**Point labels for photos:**

#####

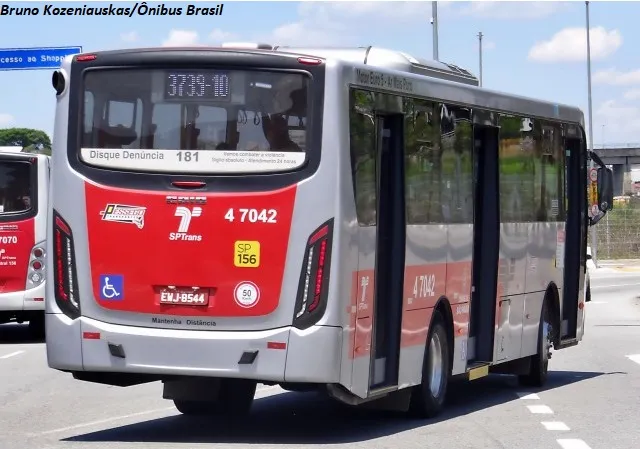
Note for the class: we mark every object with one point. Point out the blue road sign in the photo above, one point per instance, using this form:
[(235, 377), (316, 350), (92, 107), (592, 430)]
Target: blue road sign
[(38, 58)]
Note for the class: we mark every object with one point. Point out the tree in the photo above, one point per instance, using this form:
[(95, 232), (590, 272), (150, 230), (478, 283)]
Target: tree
[(31, 140)]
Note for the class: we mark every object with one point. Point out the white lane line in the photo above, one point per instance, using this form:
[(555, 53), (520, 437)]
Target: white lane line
[(107, 420), (615, 285), (554, 425), (259, 391), (540, 409), (634, 358), (572, 444), (526, 396), (11, 355)]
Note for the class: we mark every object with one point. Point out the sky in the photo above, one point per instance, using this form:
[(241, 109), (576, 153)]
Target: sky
[(534, 49)]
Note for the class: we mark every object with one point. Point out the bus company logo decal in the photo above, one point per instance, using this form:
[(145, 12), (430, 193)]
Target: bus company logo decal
[(186, 215), (123, 213)]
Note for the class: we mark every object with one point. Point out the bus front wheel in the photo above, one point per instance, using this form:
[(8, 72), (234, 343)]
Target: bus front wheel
[(427, 399)]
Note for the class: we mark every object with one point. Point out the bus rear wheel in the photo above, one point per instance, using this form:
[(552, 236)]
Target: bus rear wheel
[(539, 366), (234, 400), (427, 399)]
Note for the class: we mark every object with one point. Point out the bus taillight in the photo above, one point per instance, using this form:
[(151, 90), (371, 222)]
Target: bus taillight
[(313, 289), (64, 268), (35, 273)]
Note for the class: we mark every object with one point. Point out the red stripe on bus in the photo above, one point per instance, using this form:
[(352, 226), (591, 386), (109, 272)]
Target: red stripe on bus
[(228, 246), (423, 286), (17, 239)]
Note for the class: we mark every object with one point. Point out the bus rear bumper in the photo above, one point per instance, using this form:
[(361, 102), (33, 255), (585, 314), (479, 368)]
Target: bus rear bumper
[(24, 300), (283, 355)]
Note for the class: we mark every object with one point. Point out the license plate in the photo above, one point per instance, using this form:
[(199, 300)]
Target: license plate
[(184, 296)]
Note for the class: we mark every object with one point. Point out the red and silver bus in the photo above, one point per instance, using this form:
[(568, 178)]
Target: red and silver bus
[(357, 221), (24, 185)]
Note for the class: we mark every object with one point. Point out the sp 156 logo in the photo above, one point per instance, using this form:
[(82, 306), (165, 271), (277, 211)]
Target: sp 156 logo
[(186, 215)]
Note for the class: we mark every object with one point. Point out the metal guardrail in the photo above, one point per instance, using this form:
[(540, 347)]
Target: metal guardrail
[(613, 146)]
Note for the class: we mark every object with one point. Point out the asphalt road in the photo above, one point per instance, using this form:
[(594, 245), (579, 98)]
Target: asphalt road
[(591, 401)]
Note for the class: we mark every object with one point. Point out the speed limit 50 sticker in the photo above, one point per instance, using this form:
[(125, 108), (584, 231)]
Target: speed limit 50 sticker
[(246, 294)]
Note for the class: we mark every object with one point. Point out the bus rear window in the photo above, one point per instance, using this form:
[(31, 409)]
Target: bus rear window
[(15, 187), (194, 121)]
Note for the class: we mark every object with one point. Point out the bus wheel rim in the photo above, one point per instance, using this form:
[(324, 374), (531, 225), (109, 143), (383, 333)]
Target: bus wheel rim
[(546, 340), (436, 366)]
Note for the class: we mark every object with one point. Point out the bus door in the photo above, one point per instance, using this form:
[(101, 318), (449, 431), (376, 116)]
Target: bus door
[(486, 244), (574, 237), (378, 325)]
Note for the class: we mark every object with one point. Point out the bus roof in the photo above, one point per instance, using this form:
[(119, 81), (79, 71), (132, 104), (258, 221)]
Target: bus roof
[(381, 58)]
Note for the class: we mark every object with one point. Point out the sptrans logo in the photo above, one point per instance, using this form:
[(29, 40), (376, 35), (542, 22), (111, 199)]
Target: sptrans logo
[(186, 215), (122, 213)]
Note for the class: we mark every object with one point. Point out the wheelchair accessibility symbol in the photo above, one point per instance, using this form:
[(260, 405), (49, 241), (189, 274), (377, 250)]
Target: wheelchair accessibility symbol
[(112, 287)]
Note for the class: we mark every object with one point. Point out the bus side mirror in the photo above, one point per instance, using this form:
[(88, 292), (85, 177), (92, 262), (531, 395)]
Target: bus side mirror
[(605, 189)]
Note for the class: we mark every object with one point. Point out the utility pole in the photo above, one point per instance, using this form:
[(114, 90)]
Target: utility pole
[(434, 22), (480, 50), (594, 236)]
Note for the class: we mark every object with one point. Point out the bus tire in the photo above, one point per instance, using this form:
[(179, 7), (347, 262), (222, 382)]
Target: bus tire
[(36, 326), (427, 399), (234, 400), (539, 366)]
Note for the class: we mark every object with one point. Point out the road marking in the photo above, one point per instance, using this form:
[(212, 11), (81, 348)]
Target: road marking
[(554, 425), (524, 395), (615, 285), (540, 409), (11, 355), (107, 420), (634, 358), (572, 444)]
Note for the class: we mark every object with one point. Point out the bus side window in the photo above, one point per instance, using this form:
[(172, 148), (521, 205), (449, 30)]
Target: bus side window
[(423, 162), (363, 155)]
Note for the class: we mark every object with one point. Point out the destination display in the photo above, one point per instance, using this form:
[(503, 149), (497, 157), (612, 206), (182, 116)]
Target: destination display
[(201, 85)]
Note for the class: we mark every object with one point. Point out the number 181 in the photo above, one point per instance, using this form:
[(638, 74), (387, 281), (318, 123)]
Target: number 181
[(187, 156)]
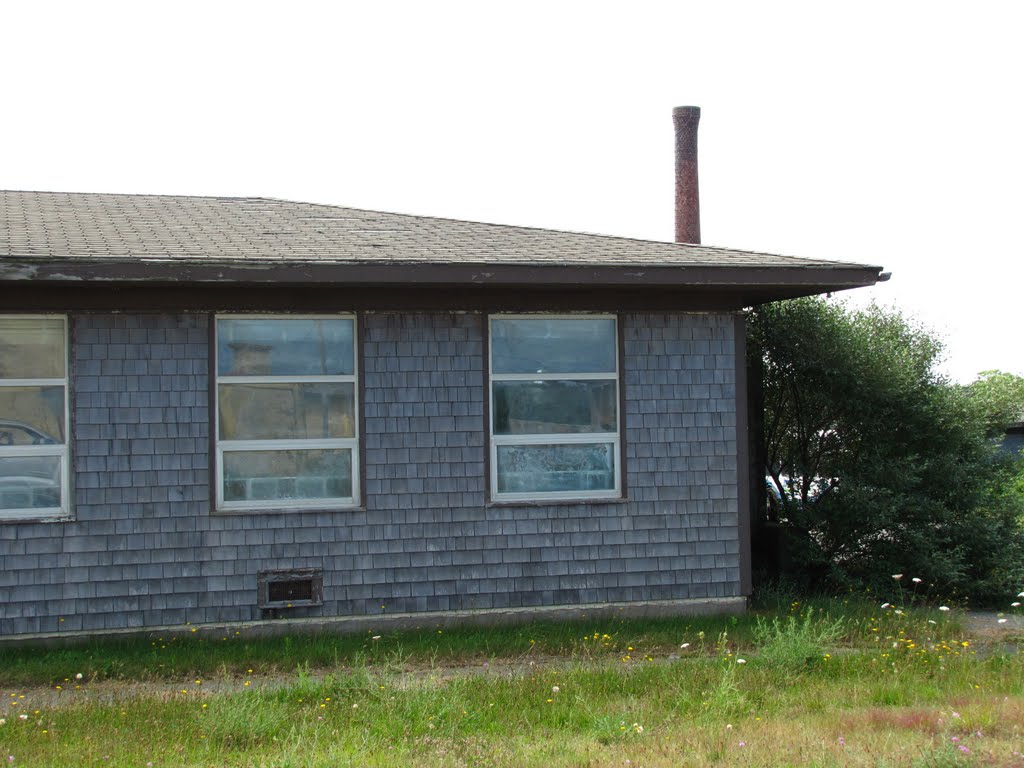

#####

**TO DO:**
Turn every line above into a Markdown table with the columns "Row" and "Line": number each line in "Row," put the line itself in "Line," and skip blank lines. Leave the pictures out.

**EXERCISE ANSWER:**
| Row | Line |
|---|---|
| 1 | Note for the class: we mark every object with one point. Point out the blue road sign in the photo above, one point per instance, using this form: |
| 2 | [(235, 377), (316, 350), (92, 107), (592, 430)] |
| 3 | Target: blue road sign |
| 4 | [(38, 58)] |
| 5 | Note for the class: we mark every object with one point. Point out the tree in the photo above, one point per instance, using this form: |
| 6 | [(95, 232), (590, 272), (150, 230), (478, 283)] |
| 7 | Target: tree |
| 8 | [(31, 140)] |
| 9 | Note for the class: we mark every object with one point. Point out the white lane line in the photo above, one point per instance, using this form: |
| 10 | [(555, 53), (520, 437)] |
| 11 | Target: white lane line |
| 12 | [(107, 420), (615, 285), (554, 425), (259, 391), (540, 409), (634, 358), (572, 444), (526, 396), (11, 355)] |
| 13 | Note for the class: we mark every object with one point. Point out the sky in the photo above, one point per instance, using this form: |
| 14 | [(241, 109), (576, 153)] |
| 15 | Target: sky |
| 16 | [(534, 49)] |
| 17 | Note for the class: we mark every object with one point. Point out the bus company logo decal in the photo above, one point per instance, using this form: |
| 18 | [(145, 12), (430, 193)] |
| 19 | Target: bus company logo decal |
| 20 | [(186, 215), (123, 213)] |
| 21 | Note for the class: we mark every object with one point. Point out the bus front wheel in the photo above, one point per instance, using this form: |
| 22 | [(8, 72), (234, 343)] |
| 23 | Target: bus front wheel |
| 24 | [(427, 399)] |
| 25 | Note for the class: we mark every object with one point. Point out the bus rear wheel in the photo above, one point per instance, using this form: |
| 26 | [(552, 236)] |
| 27 | Target: bus rear wheel |
| 28 | [(539, 366), (234, 400), (427, 399)] |
| 29 | Note for the class: we mark every object with one point. Point out the bus taillight in the photo above, one point per instance, using this form: |
| 30 | [(151, 90), (371, 222)] |
| 31 | Target: bus taillight |
| 32 | [(313, 289), (64, 268), (35, 273)] |
| 33 | Note for the class: we mark every object with one point. Point out the red stripe on bus in the photo above, one point per instance, using this form: |
| 34 | [(352, 226), (591, 386), (109, 272)] |
| 35 | Target: red stripe on bus |
| 36 | [(228, 246), (423, 286), (17, 239)] |
| 37 | Note for the class: we mark every object with one point. Point out the bus rear bumper in the photo above, one point per instance, using this form: |
| 38 | [(361, 102), (33, 255), (585, 314), (479, 368)] |
| 39 | Target: bus rear bumper |
| 40 | [(24, 300), (283, 355)] |
| 41 | Note for the class: we mark every object with one point. Point out the license plate in the photo above, one point per instance, using this form: |
| 42 | [(199, 300)] |
| 43 | Target: license plate |
| 44 | [(184, 296)] |
| 45 | Note for the class: we mark every object with one point. Point out the red and silver bus in the photo above, one point per instance, using this form: |
| 46 | [(568, 178)] |
| 47 | Target: red and silver bus |
| 48 | [(357, 221), (24, 185)] |
| 49 | Note for the class: we mark every object with one point. Point out the sp 156 logo in the photo above, one point per instance, using this form: |
| 50 | [(82, 306), (165, 271), (277, 211)] |
| 51 | Target: sp 156 logo |
| 52 | [(186, 215)] |
| 53 | Note for the class: we mark every object with one point. Point out the metal guardrail in the photo above, one point per instance, using this form: |
| 54 | [(540, 347)] |
| 55 | Target: metal guardrail |
| 56 | [(613, 146)] |
| 57 | Note for the class: we mark every object with one point. Point out the asphalt road in the photo above, one point per instance, using this form: |
| 58 | [(594, 245), (579, 98)] |
| 59 | Target: asphalt road |
| 60 | [(591, 401)] |
| 61 | Note for the class: we mark every object with one point. Point out the speed limit 50 sticker in the photo above, one point per instance, using this form: |
| 62 | [(125, 108), (584, 231)] |
| 63 | Target: speed limit 50 sticker |
| 64 | [(246, 294)] |
| 65 | Note for the class: we mark every object with one point. Point out the bus rear window in the photo above, one point per instance, using this form: |
| 66 | [(31, 409)] |
| 67 | Target: bus rear window |
| 68 | [(15, 187), (194, 121)] |
| 69 | Note for the class: we mark every object with one point. Point out the bus wheel rim in the photo above, one point per instance, using this form: |
| 70 | [(324, 374), (531, 225), (109, 143), (383, 333)] |
| 71 | Target: bus wheel rim |
| 72 | [(546, 340), (436, 366)] |
| 73 | Note for the class: we mark every object with one point. Point out the bus door in the photo above, one point per instance, using this form: |
| 74 | [(101, 318), (449, 431), (376, 116)] |
| 75 | Target: bus door |
| 76 | [(486, 244), (574, 237), (378, 325)] |
| 77 | Note for the class: we mark every object with one point. Point out the bus roof in the photo above, one point per instance, using this form: |
| 78 | [(119, 81), (79, 71), (132, 104), (258, 221)] |
| 79 | Target: bus roof |
| 80 | [(381, 58)] |
| 81 | Note for the class: we mark every object with one point. Point out the sptrans logo in the photo above, one point per instance, using this form: |
| 82 | [(29, 40), (376, 35), (542, 22), (111, 199)] |
| 83 | Target: sptrans logo |
| 84 | [(186, 215), (122, 213)] |
| 85 | Note for the class: we mark every object with one point. Point out the wheelchair accessibility symbol in the photo above, one point per instance, using this form: |
| 86 | [(260, 405), (49, 241), (189, 274), (377, 250)] |
| 87 | Target: wheelchair accessibility symbol |
| 88 | [(112, 287)] |
| 89 | Note for the class: we mark every object with one point. Point out the bus side mirror in the photo above, one point per instance, using this form: |
| 90 | [(88, 292), (85, 177), (92, 262), (531, 395)] |
| 91 | Target: bus side mirror |
| 92 | [(605, 189)] |
| 93 | Note for the class: we mark every object with one point. Point out the utility pole in the photo above, one point per instance, using this form: |
| 94 | [(114, 90)] |
| 95 | Target: utility pole |
| 96 | [(434, 22), (480, 50), (594, 236)] |
| 97 | Note for the class: we mark every object with one point. Point out the bus tire in the photo above, one point per instance, using this form: |
| 98 | [(179, 7), (347, 262), (222, 382)] |
| 99 | Target: bus tire |
| 100 | [(36, 326), (427, 399), (234, 400), (539, 366)] |
| 101 | Note for the class: we mark every object with one point. Point out the road marking in the photo above, one point per instance, using this form: |
| 102 | [(212, 11), (81, 348)] |
| 103 | Target: road marking |
| 104 | [(554, 425), (524, 395), (615, 285), (540, 409), (11, 355), (107, 420), (634, 358), (572, 444)] |
| 105 | Note for the class: we mark every object with one point. Point out the bus side window in the photo above, one point per instance, using this form: |
| 106 | [(172, 148), (521, 205), (449, 30)] |
| 107 | Target: bus side window |
| 108 | [(423, 162), (363, 155)] |
| 109 | Note for the class: we mark every object with one point. Point out the destination display in the photo above, one point per instance, using this form: |
| 110 | [(503, 149), (497, 157), (612, 206), (182, 116)] |
| 111 | Target: destination display |
| 112 | [(201, 85)] |
| 113 | Note for the class: we mark every object with one point. Point out the number 181 in the photo above, one point per instance, using this form: |
| 114 | [(638, 74), (387, 281), (318, 123)] |
| 115 | Target: number 181 |
| 116 | [(187, 156)] |